### Task details
Are you able to quote each entry exactly as written?

(Source records)
━━━━━━━━━━━━━━━━
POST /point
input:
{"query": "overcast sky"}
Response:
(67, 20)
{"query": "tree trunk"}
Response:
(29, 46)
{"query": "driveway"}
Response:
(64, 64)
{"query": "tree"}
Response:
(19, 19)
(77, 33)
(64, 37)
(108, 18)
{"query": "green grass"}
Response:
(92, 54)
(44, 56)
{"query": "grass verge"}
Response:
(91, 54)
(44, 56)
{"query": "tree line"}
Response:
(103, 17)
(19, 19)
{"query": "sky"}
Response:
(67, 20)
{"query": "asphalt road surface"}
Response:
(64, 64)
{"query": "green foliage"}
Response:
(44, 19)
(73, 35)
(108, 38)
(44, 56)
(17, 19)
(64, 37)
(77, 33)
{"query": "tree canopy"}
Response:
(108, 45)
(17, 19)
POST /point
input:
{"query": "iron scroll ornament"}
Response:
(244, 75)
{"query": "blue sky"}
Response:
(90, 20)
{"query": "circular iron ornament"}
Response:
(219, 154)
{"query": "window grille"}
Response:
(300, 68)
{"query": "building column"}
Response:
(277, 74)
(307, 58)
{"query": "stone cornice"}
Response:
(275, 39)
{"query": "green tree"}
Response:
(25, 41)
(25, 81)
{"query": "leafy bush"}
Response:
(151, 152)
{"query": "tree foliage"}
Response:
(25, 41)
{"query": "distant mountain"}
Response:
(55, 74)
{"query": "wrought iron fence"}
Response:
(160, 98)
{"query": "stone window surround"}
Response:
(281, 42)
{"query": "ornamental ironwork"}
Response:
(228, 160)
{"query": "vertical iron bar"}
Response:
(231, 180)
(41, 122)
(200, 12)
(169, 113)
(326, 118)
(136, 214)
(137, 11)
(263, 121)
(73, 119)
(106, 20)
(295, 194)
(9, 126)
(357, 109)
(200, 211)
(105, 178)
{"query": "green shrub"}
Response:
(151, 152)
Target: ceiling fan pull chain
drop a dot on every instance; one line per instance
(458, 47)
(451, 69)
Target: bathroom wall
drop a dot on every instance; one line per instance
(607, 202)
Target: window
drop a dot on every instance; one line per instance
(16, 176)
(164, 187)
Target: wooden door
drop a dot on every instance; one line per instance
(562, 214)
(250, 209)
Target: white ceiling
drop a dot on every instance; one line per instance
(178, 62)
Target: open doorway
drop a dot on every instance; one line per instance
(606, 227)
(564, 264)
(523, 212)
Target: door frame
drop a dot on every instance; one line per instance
━━━━━━━━━━━━━━━━
### The answer
POST /point
input:
{"query": "overcast sky"}
Response:
(67, 20)
{"query": "tree trunk"}
Response:
(29, 46)
{"query": "driveway"}
Response:
(64, 64)
{"query": "tree"}
Response:
(19, 19)
(77, 33)
(64, 37)
(108, 18)
{"query": "green grass"}
Response:
(92, 54)
(44, 56)
{"query": "grass verge"}
Response:
(91, 54)
(44, 56)
{"query": "tree line"}
Response:
(103, 17)
(19, 19)
{"query": "sky"}
Response:
(67, 20)
{"query": "asphalt road surface"}
Response:
(64, 64)
{"query": "green foliage"}
Response:
(44, 19)
(73, 35)
(108, 38)
(44, 56)
(17, 19)
(64, 37)
(77, 33)
{"query": "tree canopy"}
Response:
(108, 45)
(17, 19)
POST /point
input:
{"query": "iron scroll ornament"}
Response:
(244, 75)
{"query": "blue sky"}
Response:
(90, 20)
{"query": "circular iron ornament"}
Response:
(219, 154)
{"query": "window grille"}
Response:
(300, 68)
{"query": "building column"}
Response:
(277, 74)
(307, 58)
{"query": "stone cornice"}
Response:
(275, 39)
{"query": "green tree"}
Response:
(25, 41)
(25, 81)
{"query": "leafy bush"}
Response:
(151, 152)
{"query": "tree foliage"}
Response:
(25, 41)
{"query": "distant mountain"}
Response:
(55, 74)
{"query": "wrought iron fence"}
Response:
(160, 98)
{"query": "stone window surround"}
Response:
(281, 42)
{"query": "ornamental ironwork"}
Response:
(228, 160)
{"query": "vertical iron bar"}
Response:
(231, 180)
(41, 122)
(200, 12)
(169, 113)
(326, 118)
(136, 214)
(137, 11)
(263, 121)
(73, 119)
(106, 20)
(295, 194)
(9, 126)
(357, 109)
(200, 211)
(105, 178)
{"query": "green shrub"}
Response:
(151, 152)
Target: ceiling fan pull chain
drop a dot on every instance; one line per instance
(458, 47)
(451, 69)
Target: bathroom wall
drop a dot on every instance; one line per instance
(607, 202)
Target: window
drop a dot on every instance; one line per instance
(16, 176)
(164, 187)
Target: wooden door
drop a dot on every instance; one line per instance
(562, 214)
(250, 209)
Target: white ceiling
drop a dot on every instance; one line per instance
(178, 62)
Target: open doorway
drop a dot on every instance; one line per instance
(606, 227)
(564, 264)
(523, 212)
Target: door frame
drop a dot on every instance; one line per instance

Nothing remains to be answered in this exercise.